Given text
Patient experience is among the top three hospital priorities today. Caregiver engagement is one of the most essential strategies for improving the patient experience. Within caregivers, volunteers represent a large population we should not forget, but rather leverage to deliver better experiences.
Next week (April 6-12), the United States celebrates National Volunteer Week's 40th anniversary. Since the 1980s, most evidence-based studies on healthcare volunteers focused on the financial and productivity implications to healthcare organizations.
Specifically, two recent studies link healthcare volunteerism to organizational performance, patient satisfaction, and the overall experience of patients and their families. In honor of the generous contribution and dedication that volunteers bring to healthcare, I'd like to shine a light on the "human touch" that volunteers offer patients and families.
In 2009, R.B. Hotchkiss and researchers from Georgia Southern University, published "Valuing volunteers: The impact of volunteerism on hospital performance." Their purpose was to explore "the impact of the use of volunteers and the level of professionalism of volunteer programs on cost effectiveness and patient satisfaction in hospitals."

Tasks to complete
a) In the passage on hospital volunteers, which university were the researchers who published "Valuing volunteers" from?
b) Using the passage on hospital volunteers, explain why the writer says volunteers should be leveraged to deliver better patient experiences.
c) Continue the passage on hospital volunteers from the point where it stops.

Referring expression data
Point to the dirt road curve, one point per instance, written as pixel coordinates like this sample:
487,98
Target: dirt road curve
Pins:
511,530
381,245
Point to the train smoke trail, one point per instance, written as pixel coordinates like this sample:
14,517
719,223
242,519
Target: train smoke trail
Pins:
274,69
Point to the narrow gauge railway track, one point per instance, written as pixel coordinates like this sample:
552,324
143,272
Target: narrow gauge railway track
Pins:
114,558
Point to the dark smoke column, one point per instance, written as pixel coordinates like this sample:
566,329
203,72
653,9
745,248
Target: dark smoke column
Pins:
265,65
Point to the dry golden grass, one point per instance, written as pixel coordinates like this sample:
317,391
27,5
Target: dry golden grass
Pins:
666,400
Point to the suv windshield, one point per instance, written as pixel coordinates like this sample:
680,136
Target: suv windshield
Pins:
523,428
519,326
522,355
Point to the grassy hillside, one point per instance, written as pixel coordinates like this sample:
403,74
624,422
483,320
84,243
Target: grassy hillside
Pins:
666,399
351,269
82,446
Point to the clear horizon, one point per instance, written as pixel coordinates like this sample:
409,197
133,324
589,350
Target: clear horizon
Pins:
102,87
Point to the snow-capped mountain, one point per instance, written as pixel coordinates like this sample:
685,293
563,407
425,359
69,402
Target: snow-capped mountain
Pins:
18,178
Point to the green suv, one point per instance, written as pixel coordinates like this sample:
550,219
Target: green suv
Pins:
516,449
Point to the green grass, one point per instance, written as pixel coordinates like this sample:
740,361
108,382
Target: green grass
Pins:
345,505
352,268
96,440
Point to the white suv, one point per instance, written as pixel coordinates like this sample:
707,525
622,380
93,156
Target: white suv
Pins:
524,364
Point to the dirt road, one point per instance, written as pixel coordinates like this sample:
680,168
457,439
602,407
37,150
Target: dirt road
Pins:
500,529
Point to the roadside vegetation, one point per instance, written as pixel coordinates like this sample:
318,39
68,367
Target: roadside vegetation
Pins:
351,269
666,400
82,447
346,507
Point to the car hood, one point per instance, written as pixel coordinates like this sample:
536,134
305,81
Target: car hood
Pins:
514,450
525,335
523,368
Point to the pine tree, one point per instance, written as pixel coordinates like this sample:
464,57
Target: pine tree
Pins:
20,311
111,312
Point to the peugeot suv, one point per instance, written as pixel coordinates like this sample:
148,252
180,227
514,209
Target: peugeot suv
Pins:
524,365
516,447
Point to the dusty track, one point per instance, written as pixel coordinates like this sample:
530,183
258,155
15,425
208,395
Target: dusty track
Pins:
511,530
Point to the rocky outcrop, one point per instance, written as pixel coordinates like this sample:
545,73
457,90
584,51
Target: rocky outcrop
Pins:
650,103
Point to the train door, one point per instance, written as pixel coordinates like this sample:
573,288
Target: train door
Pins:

Solved tasks
a) Georgia Southern University.

b) Patient experience is among the top three hospital priorities, and caregiver engagement is one of the most essential strategies for improving it. Volunteers make up a large population within caregivers, so the writer says they should not be forgotten but used to deliver better experiences.

c)
By analyzing data from 50 Florida hospitals--the majority being not-for-profit hospitals--they arrived at a few key conclusions:
- Like other studies on the value (cost-benefit) of hospital volunteers, the financial benefits of having a volunteer program outweigh the costs.
- Utilization of volunteers in patient settings will greatly impact the patient experience.
- Increasing the number of volunteer service assignments (especially volunteer hours) in patient settings could raise patient satisfaction scores.
- A well-developed volunteer program--formal recruitment methods, screening and interviewing techniques, orientation and training, policies, service guidelines, and risk management plans, etc.--will positively impact the patient experience.
(Researchers noted the limitation that their findings should be generalized to larger, nonprofit, teaching and Florida Association of Director of Volunteer Services [FADVS] member hospitals.)
In a more recent and geographically-expansive study1, researchers gathered data from more than 100 hospital volunteer administrators from five northeastern and southern states. S.E. Rogers and authors noted similar findings from the previous study. To the point, hospitals can more likely impact their overall performance, patient satisfaction and the patient experience as measured by HCAHPS if they:
- Have a quality-maximization strategic orientation (e.g., the hospital is focused on providing higher levels of quality, even if doing so proves costly).
- View the volunteer workforce and volunteer administrators as strategic human capital assets, capable of delivering positive ROI and worthy of organizational investments.
- Maximize the use of high-performance volunteer resource management (VRM) practices, such as those listed above in the Hotchkiss study findings.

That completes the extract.